▶ Goal
Set down everything from the line containing "Check whether the man in" down to the line containing "71, 117, 122]]", inclusive, reproducing each line exactly as it appears in the records below.

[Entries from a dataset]

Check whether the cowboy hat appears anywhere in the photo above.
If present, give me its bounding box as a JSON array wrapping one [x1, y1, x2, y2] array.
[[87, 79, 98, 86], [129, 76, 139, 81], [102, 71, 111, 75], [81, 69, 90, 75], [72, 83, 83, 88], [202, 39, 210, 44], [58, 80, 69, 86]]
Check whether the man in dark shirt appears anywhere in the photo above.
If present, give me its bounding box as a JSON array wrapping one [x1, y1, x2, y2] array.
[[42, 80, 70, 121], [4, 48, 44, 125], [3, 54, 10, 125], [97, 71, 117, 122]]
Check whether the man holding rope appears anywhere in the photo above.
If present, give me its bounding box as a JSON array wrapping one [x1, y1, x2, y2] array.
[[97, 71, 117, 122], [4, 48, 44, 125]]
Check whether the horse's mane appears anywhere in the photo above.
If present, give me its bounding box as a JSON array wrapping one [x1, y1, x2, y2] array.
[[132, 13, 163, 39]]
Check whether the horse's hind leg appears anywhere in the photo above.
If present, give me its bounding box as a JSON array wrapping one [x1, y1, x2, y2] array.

▶ Solution to this problem
Check whether the man in dark shirt appears anywhere in the photo above.
If present, give me its bounding box as a JSON array wrapping one [x1, y1, x2, y2] array.
[[42, 80, 70, 121], [4, 48, 44, 125], [3, 54, 10, 125], [97, 71, 117, 122]]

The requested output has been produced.